* Start RECORDS PROVIDED *
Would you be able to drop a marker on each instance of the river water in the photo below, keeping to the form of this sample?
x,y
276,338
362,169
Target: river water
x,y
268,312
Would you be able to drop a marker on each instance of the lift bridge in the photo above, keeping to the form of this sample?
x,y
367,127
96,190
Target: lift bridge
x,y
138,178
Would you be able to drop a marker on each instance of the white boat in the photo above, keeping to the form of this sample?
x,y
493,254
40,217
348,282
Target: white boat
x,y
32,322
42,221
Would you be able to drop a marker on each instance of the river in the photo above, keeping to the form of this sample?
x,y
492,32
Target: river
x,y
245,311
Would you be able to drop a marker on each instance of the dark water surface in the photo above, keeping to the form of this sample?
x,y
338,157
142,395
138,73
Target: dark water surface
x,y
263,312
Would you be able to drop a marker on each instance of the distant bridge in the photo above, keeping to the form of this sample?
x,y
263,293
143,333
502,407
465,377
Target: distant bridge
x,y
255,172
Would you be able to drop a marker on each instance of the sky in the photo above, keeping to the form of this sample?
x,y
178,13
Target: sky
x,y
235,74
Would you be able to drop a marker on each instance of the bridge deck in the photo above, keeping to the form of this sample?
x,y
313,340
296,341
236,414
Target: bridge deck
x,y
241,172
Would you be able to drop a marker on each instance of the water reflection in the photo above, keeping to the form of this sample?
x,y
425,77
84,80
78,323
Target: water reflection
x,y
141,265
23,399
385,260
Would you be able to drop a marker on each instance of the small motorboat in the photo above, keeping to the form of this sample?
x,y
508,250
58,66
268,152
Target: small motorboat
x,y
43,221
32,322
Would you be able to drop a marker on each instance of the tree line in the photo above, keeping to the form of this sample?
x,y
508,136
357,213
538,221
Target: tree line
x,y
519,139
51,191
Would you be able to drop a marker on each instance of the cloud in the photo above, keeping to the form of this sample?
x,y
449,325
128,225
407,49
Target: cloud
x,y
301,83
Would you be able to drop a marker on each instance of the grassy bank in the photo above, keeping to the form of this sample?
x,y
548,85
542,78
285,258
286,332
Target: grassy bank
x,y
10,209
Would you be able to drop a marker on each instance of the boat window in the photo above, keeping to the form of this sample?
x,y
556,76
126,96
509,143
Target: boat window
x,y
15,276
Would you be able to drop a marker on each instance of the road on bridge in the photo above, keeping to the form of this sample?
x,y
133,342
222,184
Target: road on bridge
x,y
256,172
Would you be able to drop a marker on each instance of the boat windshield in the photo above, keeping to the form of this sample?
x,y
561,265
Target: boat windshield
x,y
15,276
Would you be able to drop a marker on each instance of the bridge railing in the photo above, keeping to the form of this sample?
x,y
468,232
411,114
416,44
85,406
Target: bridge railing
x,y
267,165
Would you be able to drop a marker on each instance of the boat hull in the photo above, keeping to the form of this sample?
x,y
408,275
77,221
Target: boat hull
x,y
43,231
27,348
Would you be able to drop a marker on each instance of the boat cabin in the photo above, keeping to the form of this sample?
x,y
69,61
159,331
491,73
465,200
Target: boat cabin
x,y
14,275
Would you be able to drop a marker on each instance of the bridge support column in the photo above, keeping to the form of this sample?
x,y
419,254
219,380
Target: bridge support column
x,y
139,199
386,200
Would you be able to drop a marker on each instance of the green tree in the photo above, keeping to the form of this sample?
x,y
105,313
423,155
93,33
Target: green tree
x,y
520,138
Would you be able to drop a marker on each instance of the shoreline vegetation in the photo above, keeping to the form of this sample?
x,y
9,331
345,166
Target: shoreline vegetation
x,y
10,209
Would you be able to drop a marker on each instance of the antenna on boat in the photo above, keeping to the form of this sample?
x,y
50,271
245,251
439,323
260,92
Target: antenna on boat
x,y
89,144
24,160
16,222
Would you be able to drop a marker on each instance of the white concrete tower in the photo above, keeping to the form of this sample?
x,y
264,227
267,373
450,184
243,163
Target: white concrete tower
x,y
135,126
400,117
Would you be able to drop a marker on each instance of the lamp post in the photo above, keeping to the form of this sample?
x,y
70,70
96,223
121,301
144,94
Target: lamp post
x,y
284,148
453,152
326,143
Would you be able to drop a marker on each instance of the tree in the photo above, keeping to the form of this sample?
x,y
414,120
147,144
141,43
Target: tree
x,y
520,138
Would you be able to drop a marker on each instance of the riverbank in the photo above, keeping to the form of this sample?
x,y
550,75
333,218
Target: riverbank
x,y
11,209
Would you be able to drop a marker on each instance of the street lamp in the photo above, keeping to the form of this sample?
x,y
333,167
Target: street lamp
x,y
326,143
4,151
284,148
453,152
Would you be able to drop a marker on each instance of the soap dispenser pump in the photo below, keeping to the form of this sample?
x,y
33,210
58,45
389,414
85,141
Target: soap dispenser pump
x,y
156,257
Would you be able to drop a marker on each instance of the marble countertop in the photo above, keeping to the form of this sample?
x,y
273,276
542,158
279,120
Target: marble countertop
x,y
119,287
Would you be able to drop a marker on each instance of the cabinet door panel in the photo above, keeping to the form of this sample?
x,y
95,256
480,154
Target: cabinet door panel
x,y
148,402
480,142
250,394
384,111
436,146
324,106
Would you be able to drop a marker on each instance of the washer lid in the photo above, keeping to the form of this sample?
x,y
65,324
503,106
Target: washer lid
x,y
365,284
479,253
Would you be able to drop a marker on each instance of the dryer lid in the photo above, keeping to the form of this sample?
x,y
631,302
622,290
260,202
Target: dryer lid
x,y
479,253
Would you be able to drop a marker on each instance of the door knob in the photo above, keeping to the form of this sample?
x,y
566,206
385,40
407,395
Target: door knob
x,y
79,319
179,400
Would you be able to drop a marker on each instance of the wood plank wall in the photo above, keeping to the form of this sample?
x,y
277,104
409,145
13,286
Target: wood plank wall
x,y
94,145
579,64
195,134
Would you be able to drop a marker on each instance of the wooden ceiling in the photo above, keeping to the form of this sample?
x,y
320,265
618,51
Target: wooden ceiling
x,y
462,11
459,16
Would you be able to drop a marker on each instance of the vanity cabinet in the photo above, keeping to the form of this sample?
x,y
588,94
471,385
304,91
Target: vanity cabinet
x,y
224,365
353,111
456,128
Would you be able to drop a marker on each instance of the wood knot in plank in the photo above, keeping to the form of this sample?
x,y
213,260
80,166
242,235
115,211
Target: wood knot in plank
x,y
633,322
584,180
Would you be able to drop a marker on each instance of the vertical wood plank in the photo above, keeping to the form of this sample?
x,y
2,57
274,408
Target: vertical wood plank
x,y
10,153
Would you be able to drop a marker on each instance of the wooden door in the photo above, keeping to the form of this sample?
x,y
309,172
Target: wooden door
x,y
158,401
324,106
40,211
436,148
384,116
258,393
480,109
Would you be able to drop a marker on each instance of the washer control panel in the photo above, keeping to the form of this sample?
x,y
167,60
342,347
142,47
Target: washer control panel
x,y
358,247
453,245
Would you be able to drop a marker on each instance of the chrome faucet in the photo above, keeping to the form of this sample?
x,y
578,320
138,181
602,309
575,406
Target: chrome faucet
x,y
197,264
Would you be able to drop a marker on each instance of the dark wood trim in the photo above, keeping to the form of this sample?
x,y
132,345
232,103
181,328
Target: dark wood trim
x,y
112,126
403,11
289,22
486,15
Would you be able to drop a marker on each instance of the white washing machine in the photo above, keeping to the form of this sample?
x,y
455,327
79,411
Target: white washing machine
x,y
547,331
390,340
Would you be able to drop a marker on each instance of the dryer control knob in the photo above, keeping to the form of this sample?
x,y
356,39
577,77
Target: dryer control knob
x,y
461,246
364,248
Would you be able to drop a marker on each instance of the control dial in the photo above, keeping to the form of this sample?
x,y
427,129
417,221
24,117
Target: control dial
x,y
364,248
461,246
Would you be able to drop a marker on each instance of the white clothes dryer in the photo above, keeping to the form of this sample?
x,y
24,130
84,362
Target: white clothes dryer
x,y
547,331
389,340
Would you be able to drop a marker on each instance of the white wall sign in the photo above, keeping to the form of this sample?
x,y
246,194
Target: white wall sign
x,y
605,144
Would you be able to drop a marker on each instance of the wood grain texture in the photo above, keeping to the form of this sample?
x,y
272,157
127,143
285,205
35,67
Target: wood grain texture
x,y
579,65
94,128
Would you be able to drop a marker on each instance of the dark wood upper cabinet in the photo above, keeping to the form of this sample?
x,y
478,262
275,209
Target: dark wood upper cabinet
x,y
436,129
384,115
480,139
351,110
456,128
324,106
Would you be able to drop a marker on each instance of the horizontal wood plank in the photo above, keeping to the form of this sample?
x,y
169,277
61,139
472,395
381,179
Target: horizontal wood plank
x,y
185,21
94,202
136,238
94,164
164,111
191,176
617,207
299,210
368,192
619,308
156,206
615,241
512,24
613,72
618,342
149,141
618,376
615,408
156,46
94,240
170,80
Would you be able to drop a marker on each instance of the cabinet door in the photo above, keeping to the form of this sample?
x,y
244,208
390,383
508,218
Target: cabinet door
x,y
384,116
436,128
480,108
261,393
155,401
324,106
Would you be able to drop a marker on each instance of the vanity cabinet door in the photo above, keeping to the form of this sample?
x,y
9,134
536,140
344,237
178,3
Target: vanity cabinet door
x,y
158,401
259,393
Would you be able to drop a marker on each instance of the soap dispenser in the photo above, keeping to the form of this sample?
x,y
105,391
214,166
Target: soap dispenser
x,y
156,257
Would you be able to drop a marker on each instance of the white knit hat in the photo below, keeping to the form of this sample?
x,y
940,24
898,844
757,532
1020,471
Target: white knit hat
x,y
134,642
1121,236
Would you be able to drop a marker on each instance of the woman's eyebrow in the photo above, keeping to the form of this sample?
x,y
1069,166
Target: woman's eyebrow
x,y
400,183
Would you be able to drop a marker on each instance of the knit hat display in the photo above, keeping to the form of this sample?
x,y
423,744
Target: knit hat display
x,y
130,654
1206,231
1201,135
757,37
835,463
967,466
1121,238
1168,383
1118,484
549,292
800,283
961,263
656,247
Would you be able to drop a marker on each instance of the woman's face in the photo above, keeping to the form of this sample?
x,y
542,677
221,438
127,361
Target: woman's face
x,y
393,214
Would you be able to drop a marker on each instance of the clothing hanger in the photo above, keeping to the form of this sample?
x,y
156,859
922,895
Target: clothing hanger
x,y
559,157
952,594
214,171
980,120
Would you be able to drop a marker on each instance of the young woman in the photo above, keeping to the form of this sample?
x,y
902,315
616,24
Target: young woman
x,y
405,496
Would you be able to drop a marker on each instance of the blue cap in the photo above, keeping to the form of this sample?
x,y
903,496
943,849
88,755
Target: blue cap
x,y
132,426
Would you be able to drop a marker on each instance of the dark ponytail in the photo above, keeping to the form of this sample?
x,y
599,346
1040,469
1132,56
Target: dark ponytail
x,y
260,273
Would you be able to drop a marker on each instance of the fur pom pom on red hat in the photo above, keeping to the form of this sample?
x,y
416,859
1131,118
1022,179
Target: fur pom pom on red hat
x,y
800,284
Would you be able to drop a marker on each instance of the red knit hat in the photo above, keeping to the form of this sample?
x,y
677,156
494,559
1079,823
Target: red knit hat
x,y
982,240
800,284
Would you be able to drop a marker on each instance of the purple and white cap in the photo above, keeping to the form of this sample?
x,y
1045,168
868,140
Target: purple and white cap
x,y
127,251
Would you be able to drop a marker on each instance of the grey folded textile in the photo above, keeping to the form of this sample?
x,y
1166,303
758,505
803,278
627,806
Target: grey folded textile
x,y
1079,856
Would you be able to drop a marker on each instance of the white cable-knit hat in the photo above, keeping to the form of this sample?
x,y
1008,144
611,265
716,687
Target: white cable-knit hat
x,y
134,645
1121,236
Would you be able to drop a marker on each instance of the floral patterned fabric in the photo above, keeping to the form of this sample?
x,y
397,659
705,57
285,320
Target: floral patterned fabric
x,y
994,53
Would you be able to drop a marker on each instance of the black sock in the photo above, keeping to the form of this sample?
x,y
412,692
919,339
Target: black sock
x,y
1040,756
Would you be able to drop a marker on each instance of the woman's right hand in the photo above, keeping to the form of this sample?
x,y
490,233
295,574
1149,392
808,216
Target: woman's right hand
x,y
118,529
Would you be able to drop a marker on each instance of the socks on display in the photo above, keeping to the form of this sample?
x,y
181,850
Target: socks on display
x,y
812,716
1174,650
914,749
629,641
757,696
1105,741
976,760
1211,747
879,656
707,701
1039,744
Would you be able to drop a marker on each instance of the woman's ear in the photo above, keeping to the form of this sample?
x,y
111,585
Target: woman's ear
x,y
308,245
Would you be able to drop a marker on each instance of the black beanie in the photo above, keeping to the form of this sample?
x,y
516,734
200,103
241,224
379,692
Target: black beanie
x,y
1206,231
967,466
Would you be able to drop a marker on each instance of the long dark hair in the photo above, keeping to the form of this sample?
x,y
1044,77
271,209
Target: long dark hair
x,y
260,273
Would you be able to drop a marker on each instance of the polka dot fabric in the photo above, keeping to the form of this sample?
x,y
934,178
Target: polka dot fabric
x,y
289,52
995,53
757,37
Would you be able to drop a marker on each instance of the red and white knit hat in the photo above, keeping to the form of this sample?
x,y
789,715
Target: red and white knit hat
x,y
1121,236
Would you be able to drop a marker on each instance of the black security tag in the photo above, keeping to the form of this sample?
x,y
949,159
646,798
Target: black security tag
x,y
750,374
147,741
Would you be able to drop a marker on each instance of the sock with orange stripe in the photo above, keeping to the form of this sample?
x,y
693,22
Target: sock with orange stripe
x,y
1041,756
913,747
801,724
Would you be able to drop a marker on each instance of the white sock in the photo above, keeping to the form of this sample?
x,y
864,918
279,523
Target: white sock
* End RECORDS PROVIDED *
> INSTRUCTIONS FOR THE TASK
Set down exactly what runs from the line with "of the polka" to the last line of the data above, including both of those lines and no others.

> SOLUTION BELOW
Would you be able to drop a marker on each instance of the polka dot fabric in the photo above, keeping to the form of this sample?
x,y
934,178
Target: polka dot fabric
x,y
289,52
995,53
757,37
Would you be able to drop a marker on each instance of the red and white knit hat in the photo above, keeping to the form of this sample?
x,y
789,715
Target: red and white knit hat
x,y
1121,236
Would you be able to drop a marker on each instance of the black security tag in the photo above, keeping to the form of this sample?
x,y
949,159
646,798
Target: black security tag
x,y
750,374
147,741
Would you be able to drop a marker on each instance of the sock with orange stripe in the photo above, keeping to the form of this sample?
x,y
693,22
Target: sock with orange stripe
x,y
1041,756
913,747
801,724
Would you be able to drop a marker on each instance of the white sock in the photo above, keeping to the form of this sample?
x,y
864,918
279,523
Target: white sock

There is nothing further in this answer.